WHAT TO PRODUCE —
Copy out each line of the data that contains "white".
____________________
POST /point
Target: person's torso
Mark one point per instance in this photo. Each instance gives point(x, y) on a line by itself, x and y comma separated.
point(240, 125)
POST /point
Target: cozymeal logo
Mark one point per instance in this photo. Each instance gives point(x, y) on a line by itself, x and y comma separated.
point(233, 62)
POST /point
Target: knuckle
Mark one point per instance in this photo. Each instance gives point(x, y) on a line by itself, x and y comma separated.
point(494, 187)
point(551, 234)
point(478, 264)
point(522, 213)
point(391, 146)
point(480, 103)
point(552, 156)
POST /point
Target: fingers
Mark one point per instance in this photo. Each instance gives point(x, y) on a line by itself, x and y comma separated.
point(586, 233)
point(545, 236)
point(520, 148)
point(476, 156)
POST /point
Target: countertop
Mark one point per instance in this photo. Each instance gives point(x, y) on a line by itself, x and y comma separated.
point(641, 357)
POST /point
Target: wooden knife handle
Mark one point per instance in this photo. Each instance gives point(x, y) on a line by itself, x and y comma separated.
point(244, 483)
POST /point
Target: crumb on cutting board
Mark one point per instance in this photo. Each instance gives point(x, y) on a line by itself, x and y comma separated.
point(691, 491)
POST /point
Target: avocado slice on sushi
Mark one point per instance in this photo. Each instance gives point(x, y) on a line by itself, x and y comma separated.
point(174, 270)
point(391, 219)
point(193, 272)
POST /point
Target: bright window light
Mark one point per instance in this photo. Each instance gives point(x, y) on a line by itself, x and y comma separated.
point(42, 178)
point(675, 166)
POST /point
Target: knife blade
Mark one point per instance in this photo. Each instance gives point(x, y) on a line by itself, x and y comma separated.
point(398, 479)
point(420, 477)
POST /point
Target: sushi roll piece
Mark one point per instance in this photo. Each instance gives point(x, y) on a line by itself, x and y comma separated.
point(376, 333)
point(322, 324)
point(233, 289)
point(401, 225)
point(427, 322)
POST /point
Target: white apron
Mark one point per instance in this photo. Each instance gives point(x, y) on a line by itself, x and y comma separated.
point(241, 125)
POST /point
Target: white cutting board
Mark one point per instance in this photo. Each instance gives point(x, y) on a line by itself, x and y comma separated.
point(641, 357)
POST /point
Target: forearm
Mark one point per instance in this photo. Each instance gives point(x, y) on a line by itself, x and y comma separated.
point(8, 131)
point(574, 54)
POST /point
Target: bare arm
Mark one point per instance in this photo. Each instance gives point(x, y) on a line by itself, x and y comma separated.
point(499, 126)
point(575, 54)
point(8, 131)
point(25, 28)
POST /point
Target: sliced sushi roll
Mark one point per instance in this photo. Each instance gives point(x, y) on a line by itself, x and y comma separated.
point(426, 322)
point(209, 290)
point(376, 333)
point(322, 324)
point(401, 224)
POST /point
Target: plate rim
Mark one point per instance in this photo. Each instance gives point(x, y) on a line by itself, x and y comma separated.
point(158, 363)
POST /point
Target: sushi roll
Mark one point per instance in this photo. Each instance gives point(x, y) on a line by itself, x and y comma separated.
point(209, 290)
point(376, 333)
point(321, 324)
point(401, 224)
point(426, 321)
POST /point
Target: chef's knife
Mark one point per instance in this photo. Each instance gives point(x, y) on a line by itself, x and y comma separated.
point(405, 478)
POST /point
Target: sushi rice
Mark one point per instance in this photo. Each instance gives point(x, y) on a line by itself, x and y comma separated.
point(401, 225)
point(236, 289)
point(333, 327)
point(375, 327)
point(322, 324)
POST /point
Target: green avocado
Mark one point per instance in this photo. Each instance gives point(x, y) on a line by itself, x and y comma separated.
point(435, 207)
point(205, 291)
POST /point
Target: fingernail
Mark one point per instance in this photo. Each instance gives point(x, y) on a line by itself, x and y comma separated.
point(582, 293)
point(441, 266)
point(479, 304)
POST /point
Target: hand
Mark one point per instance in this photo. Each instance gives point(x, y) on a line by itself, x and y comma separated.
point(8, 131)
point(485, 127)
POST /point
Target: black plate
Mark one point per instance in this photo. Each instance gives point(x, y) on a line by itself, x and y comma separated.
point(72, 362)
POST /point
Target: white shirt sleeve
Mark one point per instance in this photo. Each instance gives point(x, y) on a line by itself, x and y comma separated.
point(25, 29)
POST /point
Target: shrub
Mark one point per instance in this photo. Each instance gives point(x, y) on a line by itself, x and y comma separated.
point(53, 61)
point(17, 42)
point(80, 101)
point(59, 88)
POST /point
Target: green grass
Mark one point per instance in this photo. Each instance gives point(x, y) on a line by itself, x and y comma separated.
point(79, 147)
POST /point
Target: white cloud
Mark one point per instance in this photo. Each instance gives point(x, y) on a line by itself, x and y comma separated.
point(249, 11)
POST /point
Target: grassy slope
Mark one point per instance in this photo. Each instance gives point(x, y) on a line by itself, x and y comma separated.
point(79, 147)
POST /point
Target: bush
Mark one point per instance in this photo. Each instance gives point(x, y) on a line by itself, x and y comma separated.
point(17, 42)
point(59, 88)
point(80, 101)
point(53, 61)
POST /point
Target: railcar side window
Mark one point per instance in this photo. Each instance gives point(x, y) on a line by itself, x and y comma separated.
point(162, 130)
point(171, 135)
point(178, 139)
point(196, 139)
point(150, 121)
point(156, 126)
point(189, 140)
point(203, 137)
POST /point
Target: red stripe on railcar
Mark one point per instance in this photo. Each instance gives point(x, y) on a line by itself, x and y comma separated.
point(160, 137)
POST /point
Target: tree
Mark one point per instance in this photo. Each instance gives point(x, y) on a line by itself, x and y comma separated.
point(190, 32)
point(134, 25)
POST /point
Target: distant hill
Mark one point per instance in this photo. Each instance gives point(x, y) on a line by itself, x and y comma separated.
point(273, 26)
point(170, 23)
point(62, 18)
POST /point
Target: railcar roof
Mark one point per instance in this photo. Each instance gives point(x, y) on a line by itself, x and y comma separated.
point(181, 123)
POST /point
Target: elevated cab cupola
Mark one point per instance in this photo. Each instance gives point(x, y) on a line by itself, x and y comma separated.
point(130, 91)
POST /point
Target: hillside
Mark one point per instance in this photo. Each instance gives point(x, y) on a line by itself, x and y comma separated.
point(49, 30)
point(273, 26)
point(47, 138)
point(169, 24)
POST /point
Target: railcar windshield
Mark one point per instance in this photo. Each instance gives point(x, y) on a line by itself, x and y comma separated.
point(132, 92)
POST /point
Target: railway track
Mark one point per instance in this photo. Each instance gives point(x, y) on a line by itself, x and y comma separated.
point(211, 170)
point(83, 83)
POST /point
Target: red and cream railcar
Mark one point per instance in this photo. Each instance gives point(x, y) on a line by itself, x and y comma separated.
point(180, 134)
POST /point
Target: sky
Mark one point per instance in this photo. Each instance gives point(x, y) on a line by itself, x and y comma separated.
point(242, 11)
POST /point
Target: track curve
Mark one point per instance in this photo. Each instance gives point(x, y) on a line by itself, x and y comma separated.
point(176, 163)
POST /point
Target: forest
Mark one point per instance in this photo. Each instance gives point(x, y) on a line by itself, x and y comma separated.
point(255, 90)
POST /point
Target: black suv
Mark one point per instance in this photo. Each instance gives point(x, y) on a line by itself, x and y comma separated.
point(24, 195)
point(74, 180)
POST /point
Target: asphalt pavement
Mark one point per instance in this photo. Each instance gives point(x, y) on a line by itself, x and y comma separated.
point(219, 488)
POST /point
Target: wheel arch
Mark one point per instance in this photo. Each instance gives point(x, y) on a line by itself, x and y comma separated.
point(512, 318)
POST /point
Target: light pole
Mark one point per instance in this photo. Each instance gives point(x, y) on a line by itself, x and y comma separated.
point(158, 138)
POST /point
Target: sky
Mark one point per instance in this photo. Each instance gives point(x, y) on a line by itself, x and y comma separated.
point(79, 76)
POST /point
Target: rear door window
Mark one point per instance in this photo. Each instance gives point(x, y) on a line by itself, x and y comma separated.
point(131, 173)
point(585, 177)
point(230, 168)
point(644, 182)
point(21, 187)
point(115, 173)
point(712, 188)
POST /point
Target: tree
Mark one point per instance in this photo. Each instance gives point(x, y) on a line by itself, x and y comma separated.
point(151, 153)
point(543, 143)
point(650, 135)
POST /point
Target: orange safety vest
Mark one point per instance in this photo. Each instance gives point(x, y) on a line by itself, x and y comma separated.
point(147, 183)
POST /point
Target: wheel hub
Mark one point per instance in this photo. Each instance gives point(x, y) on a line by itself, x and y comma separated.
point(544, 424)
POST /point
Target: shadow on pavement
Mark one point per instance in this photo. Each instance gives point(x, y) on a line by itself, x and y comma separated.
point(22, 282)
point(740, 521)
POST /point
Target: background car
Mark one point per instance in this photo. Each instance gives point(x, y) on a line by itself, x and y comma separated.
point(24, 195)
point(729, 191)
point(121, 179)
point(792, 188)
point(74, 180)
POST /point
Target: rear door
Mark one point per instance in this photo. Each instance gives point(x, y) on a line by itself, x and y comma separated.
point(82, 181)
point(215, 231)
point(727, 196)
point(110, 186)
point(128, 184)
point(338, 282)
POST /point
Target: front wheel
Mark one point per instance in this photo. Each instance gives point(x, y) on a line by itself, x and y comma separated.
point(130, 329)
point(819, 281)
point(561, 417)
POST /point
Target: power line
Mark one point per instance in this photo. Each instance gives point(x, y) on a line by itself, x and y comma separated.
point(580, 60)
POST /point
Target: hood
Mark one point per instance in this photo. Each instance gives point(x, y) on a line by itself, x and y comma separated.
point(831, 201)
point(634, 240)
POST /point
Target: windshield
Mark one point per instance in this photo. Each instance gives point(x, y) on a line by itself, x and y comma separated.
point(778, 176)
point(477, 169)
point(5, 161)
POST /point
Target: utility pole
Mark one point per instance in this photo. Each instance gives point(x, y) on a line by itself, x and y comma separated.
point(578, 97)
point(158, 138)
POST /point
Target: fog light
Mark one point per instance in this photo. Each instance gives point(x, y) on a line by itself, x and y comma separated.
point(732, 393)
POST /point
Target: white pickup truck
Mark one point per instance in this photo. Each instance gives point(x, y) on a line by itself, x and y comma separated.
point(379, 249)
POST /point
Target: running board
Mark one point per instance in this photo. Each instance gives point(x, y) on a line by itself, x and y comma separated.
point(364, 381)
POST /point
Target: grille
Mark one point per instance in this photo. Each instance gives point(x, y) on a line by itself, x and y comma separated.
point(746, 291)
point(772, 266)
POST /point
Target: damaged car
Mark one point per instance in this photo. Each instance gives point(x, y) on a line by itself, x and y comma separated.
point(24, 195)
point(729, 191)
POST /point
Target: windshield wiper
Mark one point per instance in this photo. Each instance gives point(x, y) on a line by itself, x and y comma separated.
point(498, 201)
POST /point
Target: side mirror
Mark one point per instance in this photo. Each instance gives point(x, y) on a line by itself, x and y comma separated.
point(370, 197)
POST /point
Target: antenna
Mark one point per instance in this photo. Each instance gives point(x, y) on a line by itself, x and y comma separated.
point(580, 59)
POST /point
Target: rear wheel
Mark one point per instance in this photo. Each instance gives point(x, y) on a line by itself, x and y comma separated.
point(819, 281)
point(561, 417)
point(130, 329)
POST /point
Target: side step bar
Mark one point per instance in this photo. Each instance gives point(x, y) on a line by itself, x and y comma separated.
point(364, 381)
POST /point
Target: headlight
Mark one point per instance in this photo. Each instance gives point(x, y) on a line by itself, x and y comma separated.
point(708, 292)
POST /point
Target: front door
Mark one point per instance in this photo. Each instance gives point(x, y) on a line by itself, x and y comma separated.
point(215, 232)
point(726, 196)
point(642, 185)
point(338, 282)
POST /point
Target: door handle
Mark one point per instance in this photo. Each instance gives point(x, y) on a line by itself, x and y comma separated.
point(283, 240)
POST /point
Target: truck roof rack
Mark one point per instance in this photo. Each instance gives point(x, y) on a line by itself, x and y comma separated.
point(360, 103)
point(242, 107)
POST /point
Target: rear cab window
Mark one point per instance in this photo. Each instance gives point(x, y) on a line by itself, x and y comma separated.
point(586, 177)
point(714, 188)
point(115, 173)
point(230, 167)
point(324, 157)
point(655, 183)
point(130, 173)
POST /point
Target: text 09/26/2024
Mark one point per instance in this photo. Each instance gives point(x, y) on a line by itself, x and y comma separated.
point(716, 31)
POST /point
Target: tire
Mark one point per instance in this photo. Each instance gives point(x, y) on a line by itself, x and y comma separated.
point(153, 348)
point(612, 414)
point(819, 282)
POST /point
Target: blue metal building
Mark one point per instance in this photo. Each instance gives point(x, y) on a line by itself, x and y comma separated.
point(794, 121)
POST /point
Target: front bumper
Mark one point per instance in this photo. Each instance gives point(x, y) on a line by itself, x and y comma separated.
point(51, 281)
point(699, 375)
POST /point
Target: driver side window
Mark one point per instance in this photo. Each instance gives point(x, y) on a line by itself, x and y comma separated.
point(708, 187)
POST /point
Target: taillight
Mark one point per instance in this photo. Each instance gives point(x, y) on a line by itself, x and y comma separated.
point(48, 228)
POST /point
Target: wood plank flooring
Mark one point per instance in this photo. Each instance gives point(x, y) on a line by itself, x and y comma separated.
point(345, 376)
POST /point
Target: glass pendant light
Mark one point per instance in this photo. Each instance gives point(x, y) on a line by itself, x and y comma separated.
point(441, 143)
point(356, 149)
____________________
SOLUTION FOR THIS TASK —
Target: white apron
Target: white cutting board
Target: white shirt sleeve
Target: white cloud
Target: white pickup truck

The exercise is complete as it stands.